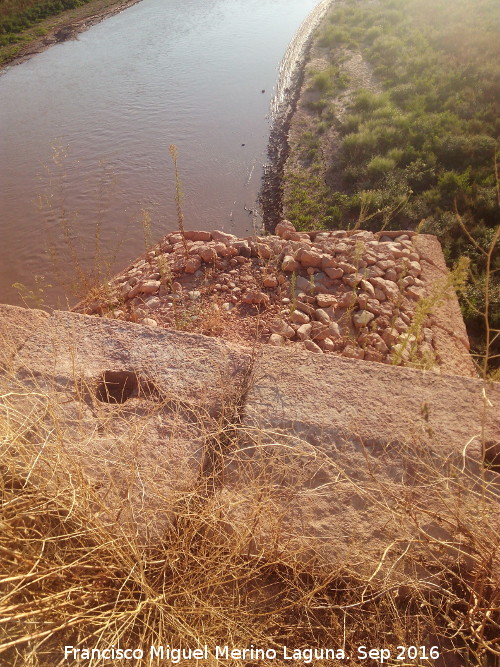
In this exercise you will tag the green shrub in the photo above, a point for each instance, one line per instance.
(380, 165)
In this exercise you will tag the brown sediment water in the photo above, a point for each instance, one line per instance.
(86, 127)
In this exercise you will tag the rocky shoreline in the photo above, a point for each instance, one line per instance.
(355, 294)
(284, 107)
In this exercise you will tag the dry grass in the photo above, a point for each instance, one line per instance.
(230, 564)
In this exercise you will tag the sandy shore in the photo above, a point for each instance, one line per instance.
(66, 26)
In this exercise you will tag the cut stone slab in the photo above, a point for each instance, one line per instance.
(16, 326)
(332, 397)
(134, 408)
(359, 457)
(186, 367)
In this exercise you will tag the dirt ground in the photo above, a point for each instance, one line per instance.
(60, 28)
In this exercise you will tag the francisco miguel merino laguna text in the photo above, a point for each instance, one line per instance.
(178, 655)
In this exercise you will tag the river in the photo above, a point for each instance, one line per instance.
(85, 130)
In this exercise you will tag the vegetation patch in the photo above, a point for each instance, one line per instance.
(418, 140)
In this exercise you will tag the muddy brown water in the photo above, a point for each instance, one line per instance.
(85, 129)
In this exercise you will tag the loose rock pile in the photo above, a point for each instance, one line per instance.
(349, 293)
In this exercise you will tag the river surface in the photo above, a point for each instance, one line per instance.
(85, 130)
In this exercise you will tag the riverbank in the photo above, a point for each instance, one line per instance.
(388, 135)
(59, 28)
(283, 110)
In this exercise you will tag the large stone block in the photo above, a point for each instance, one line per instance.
(351, 458)
(119, 413)
(16, 326)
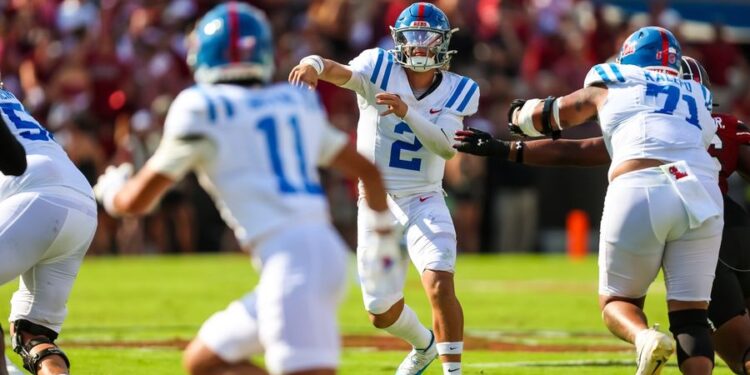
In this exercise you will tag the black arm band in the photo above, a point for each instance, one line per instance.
(547, 118)
(519, 151)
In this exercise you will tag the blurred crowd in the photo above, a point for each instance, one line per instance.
(101, 74)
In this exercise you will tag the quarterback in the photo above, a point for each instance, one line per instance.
(47, 221)
(255, 148)
(663, 208)
(410, 108)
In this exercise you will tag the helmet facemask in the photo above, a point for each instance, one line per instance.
(422, 48)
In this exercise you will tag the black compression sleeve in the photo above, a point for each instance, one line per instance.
(12, 153)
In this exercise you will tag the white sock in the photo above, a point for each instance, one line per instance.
(452, 368)
(408, 327)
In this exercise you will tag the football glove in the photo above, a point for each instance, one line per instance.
(515, 105)
(476, 142)
(111, 182)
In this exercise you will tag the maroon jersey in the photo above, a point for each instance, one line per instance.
(731, 133)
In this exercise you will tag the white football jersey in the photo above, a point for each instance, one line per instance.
(47, 163)
(269, 142)
(655, 116)
(406, 165)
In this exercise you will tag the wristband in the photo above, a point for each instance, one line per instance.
(519, 151)
(315, 61)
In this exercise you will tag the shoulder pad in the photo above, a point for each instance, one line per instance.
(464, 99)
(375, 64)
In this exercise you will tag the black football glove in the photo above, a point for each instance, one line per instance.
(514, 105)
(476, 142)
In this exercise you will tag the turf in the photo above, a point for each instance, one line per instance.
(148, 307)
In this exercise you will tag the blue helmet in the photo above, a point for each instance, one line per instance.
(232, 42)
(422, 34)
(653, 48)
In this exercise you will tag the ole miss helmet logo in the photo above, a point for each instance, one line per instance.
(628, 48)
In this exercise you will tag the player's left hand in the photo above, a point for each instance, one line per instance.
(394, 103)
(110, 183)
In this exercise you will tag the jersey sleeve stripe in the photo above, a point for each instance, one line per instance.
(387, 74)
(211, 106)
(378, 64)
(463, 104)
(602, 74)
(228, 107)
(617, 72)
(457, 92)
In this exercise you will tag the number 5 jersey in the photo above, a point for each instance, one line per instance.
(49, 167)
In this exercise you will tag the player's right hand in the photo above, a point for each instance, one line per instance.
(476, 142)
(304, 75)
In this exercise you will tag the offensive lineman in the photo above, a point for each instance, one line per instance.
(410, 108)
(47, 221)
(663, 207)
(255, 149)
(727, 310)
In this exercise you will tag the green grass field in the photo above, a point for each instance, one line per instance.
(537, 315)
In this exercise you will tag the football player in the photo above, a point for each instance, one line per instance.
(663, 207)
(410, 108)
(48, 219)
(728, 308)
(255, 148)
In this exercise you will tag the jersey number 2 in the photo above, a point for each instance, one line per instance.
(396, 162)
(268, 125)
(34, 131)
(673, 96)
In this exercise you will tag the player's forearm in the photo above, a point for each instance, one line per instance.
(12, 154)
(437, 139)
(335, 73)
(563, 152)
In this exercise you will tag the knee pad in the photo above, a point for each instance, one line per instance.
(31, 361)
(692, 332)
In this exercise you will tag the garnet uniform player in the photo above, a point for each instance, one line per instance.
(731, 287)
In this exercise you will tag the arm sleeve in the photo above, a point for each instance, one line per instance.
(12, 153)
(438, 136)
(175, 157)
(367, 69)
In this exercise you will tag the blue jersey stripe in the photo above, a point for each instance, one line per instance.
(602, 74)
(457, 92)
(378, 64)
(228, 107)
(211, 106)
(463, 104)
(387, 74)
(617, 72)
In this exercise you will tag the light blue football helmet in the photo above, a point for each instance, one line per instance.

________________

*WORK INSTRUCTIONS*. Leaving out every picture, repeat the records above exactly as they stand.

*PROBLEM SOLUTION*.
In this exercise you will tag the green shrub in the photo above, a point for each instance, one line per instance.
(380, 165)
In this exercise you will tag the brown sediment water in the photo above, a point for each instance, one line per instance.
(86, 127)
In this exercise you will tag the rocky shoreline in the photo above, a point for each instance, one line per instance.
(355, 294)
(284, 107)
In this exercise you will tag the dry grass in the photo above, a point for each instance, one line per instance.
(230, 564)
In this exercise you will tag the sandy shore in the photo above, a point for each instance, one line per instance.
(66, 26)
In this exercise you will tag the cut stone slab in the photo above, a point for each instance, one line per instance.
(16, 326)
(332, 397)
(134, 408)
(359, 457)
(186, 367)
In this exercise you will tag the dirt ground in the photo above, a point for each instance, one line per instance.
(60, 28)
In this exercise you will tag the francisco miguel merino laguna text in the photo above, a point for each instance, one line per instance.
(178, 655)
In this exercise you will tag the river in the photo above, a point for each instance, one line per instance.
(85, 130)
In this exercise you will tag the vegetation patch in the photo above, a point for each instance, one line per instance.
(418, 140)
In this exercise you will tag the muddy brown water in the photo above, a point for each instance, one line per instance.
(85, 129)
In this exercise you will tag the loose rock pile in the photo above, a point for each instance, one line per instance.
(349, 293)
In this exercise you will tag the river surface in the photo above, a point for each instance, one line per instance.
(85, 130)
In this exercise you will tag the riverbank in the photo above, a point for each instance, one line per instance.
(388, 135)
(59, 28)
(283, 110)
In this exercise you will tag the large stone block in the photo above, a point for each instance, one line per instance.
(351, 458)
(119, 413)
(16, 326)
In this exercise you will tag the black arm band in the photo above, a point for each instance, one line per instance.
(547, 118)
(519, 151)
In this exercise you will tag the blurred crowd in the photo above, a point for each instance, one line per instance.
(101, 74)
In this exercise you will tag the quarterback in the photo above, a point for each instance, one line per instance.
(47, 221)
(255, 148)
(663, 208)
(410, 108)
In this exercise you will tag the helmet facemask in the photo above, a point for each instance, one line per instance.
(422, 48)
In this exercise you will tag the black compression sleeve in the photo above, a point for each instance, one line per instance.
(12, 153)
In this exercise you will tag the white sock in the photo above, a point for each instance, one line per instance.
(452, 368)
(408, 327)
In this exercise you will tag the football glove in the photo above, a point for each instance, one line per instance.
(515, 105)
(476, 142)
(111, 182)
In this exercise you will tag the maroon jersey in the photo above, a point for each instance, one line per instance.
(731, 133)
In this exercise you will tag the white football jersey in the photo above, a point for each instance, one line per instance.
(47, 163)
(269, 142)
(655, 116)
(406, 165)
In this exercise you will tag the wristband in the photo above, a point for each instance, one line per instance.
(519, 151)
(315, 61)
In this exercise you will tag the shoulder pad in the photo above, a point for each instance, one line per instance.
(464, 99)
(375, 64)
In this exercise you will tag the black football glove in the photo above, a point for each instance, one line per instance.
(514, 105)
(476, 142)
In this exercise you will tag the turf in the photo above, a point for each instance, one line per instance.
(148, 307)
In this exercise you will tag the blue helmet in the photo above, a point for each instance, one line per instance.
(232, 42)
(422, 34)
(653, 48)
In this exercise you will tag the ole miss helmet logo in the photo above, a point for each instance, one line per instance.
(628, 48)
In this exercise you will tag the player's left hand in the photo above, a point for each instance, one line per instance.
(394, 103)
(110, 183)
In this exercise you will tag the jersey sleeve stripe in the photo above, a point for each instance, one line per instance.
(387, 74)
(211, 106)
(378, 64)
(463, 104)
(602, 74)
(228, 107)
(617, 72)
(457, 92)
In this exercise you will tag the number 5 jersey in the photo above, a point for each instance, one line per instance.
(49, 167)
In this exercise you will tag the player's right hand in the photo above, a point for each instance, one line per instance.
(476, 142)
(304, 75)
In this exercise you will tag the offensive lineman in the photo above, a point for each instance, one line per instance.
(410, 108)
(47, 221)
(663, 207)
(255, 149)
(727, 310)
In this exercise you will tag the green grass field in the photo above, a point for each instance, one line per instance.
(537, 315)
In this exercise you will tag the football player in the photo above, a point for each instance, one line per instance.
(663, 207)
(410, 108)
(48, 219)
(728, 308)
(255, 148)
In this exercise you will tag the jersey number 2 in the photo above, a point for each instance, one line per instance.
(396, 162)
(268, 125)
(34, 131)
(673, 96)
In this exercise you will tag the player's forearm in the photo above, a point for each instance, one line per instance.
(12, 154)
(437, 139)
(335, 73)
(563, 152)
In this exercise you will tag the knee pad in the photo above, a point for each instance, one line per instance.
(31, 361)
(692, 332)
In this exercise you will tag the garnet uniform player in the photo above, a point for each instance, one line per instance.
(731, 287)
In this exercise you will tag the arm sleeve in the photo above, a point for each instance, one line per instance.
(12, 153)
(438, 136)
(175, 157)
(367, 69)
In this exercise you will tag the blue jersey stripe in the photo above, a point for each instance, one line per instance.
(602, 74)
(457, 92)
(378, 64)
(228, 107)
(211, 106)
(463, 104)
(387, 74)
(617, 72)
In this exercise you will tag the light blue football helmet in the photo above, a point for each instance, one line per instance.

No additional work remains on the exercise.